What to work on = Render the records as a Markdown table with columns headed "Row" and "Line." Begin at the line containing "Query: chair leg", stop after the final line of the records, number each line in order under Row, and leave out blank lines.

[START OF Material provided]

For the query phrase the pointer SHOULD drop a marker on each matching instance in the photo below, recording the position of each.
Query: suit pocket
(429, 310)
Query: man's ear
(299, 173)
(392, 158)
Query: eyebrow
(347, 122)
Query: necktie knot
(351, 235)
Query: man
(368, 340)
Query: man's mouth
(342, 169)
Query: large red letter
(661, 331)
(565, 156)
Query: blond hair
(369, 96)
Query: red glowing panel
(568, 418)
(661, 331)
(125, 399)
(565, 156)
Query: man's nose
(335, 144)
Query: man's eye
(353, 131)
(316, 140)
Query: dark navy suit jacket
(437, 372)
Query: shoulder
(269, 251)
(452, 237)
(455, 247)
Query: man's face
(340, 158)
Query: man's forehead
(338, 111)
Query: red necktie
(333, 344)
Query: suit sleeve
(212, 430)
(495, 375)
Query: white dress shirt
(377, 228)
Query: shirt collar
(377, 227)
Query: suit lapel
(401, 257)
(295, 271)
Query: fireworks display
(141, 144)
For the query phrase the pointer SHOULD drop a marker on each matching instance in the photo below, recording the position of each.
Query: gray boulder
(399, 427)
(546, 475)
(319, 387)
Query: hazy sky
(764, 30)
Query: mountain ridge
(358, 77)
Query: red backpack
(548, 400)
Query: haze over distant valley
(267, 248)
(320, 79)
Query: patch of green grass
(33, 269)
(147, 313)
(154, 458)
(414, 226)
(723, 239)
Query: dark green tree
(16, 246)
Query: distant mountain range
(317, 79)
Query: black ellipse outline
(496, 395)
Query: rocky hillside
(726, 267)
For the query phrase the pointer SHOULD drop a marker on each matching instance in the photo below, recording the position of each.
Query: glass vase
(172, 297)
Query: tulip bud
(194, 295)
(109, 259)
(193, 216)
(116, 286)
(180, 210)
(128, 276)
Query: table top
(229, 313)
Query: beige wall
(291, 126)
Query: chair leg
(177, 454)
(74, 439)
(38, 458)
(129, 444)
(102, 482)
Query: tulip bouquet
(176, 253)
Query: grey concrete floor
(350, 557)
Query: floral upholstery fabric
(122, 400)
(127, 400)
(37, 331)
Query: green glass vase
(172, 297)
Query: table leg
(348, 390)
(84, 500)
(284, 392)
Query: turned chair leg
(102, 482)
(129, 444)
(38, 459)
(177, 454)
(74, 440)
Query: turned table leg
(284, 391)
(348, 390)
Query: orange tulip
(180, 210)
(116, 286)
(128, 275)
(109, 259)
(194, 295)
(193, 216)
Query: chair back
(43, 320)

[END OF Material provided]

Right answer =
| Row | Line |
|---|---|
| 1 | Query: chair leg |
| 2 | (177, 454) |
| 3 | (74, 439) |
| 4 | (38, 458) |
| 5 | (129, 444) |
| 6 | (102, 482) |
| 7 | Query: tulip bouquet |
| 8 | (176, 253) |
| 9 | Query: grey concrete floor |
| 10 | (350, 557) |
| 11 | Query: floral upholstery fabric |
| 12 | (122, 400) |
| 13 | (127, 400) |
| 14 | (37, 331) |
| 15 | Query: green glass vase |
| 16 | (172, 297) |
| 17 | Query: table leg |
| 18 | (348, 390) |
| 19 | (84, 500) |
| 20 | (284, 392) |
| 21 | Query: turned chair leg |
| 22 | (102, 482) |
| 23 | (129, 444) |
| 24 | (38, 459) |
| 25 | (177, 454) |
| 26 | (74, 440) |
| 27 | Query: turned table leg |
| 28 | (284, 391) |
| 29 | (348, 390) |
| 30 | Query: orange tulip |
| 31 | (180, 210) |
| 32 | (116, 286) |
| 33 | (128, 275) |
| 34 | (109, 259) |
| 35 | (194, 295) |
| 36 | (193, 216) |
| 37 | Query: chair back |
| 38 | (43, 320) |